(Dataset extract)
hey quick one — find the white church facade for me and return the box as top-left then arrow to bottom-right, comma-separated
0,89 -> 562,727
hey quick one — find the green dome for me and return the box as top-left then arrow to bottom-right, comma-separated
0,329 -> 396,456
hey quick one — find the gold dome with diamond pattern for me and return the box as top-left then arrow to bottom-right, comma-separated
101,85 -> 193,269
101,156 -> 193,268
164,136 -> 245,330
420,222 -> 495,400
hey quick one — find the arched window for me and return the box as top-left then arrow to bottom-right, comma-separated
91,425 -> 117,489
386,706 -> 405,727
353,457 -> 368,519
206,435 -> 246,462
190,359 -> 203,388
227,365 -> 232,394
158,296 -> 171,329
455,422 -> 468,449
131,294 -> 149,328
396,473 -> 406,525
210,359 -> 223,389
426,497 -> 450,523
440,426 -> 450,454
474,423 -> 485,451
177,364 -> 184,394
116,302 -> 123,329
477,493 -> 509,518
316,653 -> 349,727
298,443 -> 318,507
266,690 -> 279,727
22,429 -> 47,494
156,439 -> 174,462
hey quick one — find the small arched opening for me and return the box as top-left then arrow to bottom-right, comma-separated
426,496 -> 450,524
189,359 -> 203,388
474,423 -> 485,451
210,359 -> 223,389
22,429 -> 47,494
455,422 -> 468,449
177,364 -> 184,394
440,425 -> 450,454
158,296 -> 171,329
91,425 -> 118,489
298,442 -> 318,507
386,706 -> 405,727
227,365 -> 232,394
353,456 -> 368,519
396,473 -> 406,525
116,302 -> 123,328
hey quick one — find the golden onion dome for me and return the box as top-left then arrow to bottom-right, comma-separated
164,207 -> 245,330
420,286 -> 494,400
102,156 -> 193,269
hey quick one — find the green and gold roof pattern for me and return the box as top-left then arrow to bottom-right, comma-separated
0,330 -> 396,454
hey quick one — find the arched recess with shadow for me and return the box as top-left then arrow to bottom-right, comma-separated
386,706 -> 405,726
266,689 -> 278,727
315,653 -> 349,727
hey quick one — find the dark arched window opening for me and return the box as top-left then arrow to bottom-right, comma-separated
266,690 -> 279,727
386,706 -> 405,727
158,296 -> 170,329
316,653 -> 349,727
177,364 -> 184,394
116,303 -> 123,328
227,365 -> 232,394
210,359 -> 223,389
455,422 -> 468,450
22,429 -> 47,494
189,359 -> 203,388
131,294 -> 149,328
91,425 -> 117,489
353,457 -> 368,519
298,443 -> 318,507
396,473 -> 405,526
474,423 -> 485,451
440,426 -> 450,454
(End Dataset extract)
→ **Your task**:
Take the entries above and repeat them. Alter nothing.

→ **Your solution**:
hey quick one — find the white church facade for me and return the box as top-left then arrow to bottom-right, comma-separated
0,89 -> 562,727
hey quick one — find the green dome for me and return the box as top-left then arrow to bottom-right, comma-separated
0,329 -> 396,456
hey quick one — find the gold dome with diamond pattern for me and return the box as top-left then arrow to bottom-right, comma-separated
101,85 -> 193,269
101,156 -> 193,268
164,136 -> 245,330
420,222 -> 495,400
hey quick one — find the arched window for me and return the box as top-left then arrow to bottom-right, comma-separated
91,425 -> 117,489
386,706 -> 405,727
353,457 -> 368,519
206,435 -> 246,462
190,359 -> 203,388
227,365 -> 232,394
158,296 -> 171,329
455,422 -> 468,449
131,294 -> 149,328
396,473 -> 406,525
210,359 -> 223,389
426,497 -> 450,523
440,426 -> 450,454
474,423 -> 485,451
177,364 -> 184,394
116,302 -> 123,329
477,493 -> 509,518
316,653 -> 349,727
298,443 -> 318,507
266,690 -> 279,727
22,429 -> 47,494
156,439 -> 174,462
hey quick one — find the small arched opening for me and return the box as top-left then arrow to bottom-right, comma-separated
426,496 -> 450,524
189,359 -> 203,388
474,423 -> 485,451
210,359 -> 223,389
22,429 -> 47,494
455,422 -> 468,449
177,364 -> 184,394
440,425 -> 450,454
158,296 -> 171,329
91,425 -> 118,489
298,442 -> 318,507
386,706 -> 405,727
227,365 -> 232,394
353,456 -> 368,519
396,473 -> 406,525
116,302 -> 123,328
hey quick one — find the golden onion dome for me and return the box as top-left then arrow to bottom-right, comma-separated
164,207 -> 245,330
420,286 -> 494,400
102,156 -> 193,269
hey quick one — find the green and gold roof pattern for me and return the box as top-left then arrow to bottom-right, comma-separated
0,330 -> 396,454
hey quick one — find the arched recess with shadow for me and return the box as top-left then arrow to bottom-right, comma-separated
386,706 -> 405,726
266,689 -> 278,727
315,653 -> 349,727
hey quick one — find the dark arched window opening for me and return the box as top-left then arrow to bottom-right, comma-separated
266,690 -> 279,727
386,706 -> 405,727
158,296 -> 170,329
316,653 -> 349,727
177,364 -> 184,394
116,303 -> 123,328
227,365 -> 232,394
210,359 -> 223,389
455,422 -> 468,450
22,429 -> 47,494
189,359 -> 203,388
131,294 -> 149,328
91,425 -> 117,489
353,457 -> 368,519
298,443 -> 318,507
396,473 -> 405,526
474,423 -> 485,451
440,426 -> 450,454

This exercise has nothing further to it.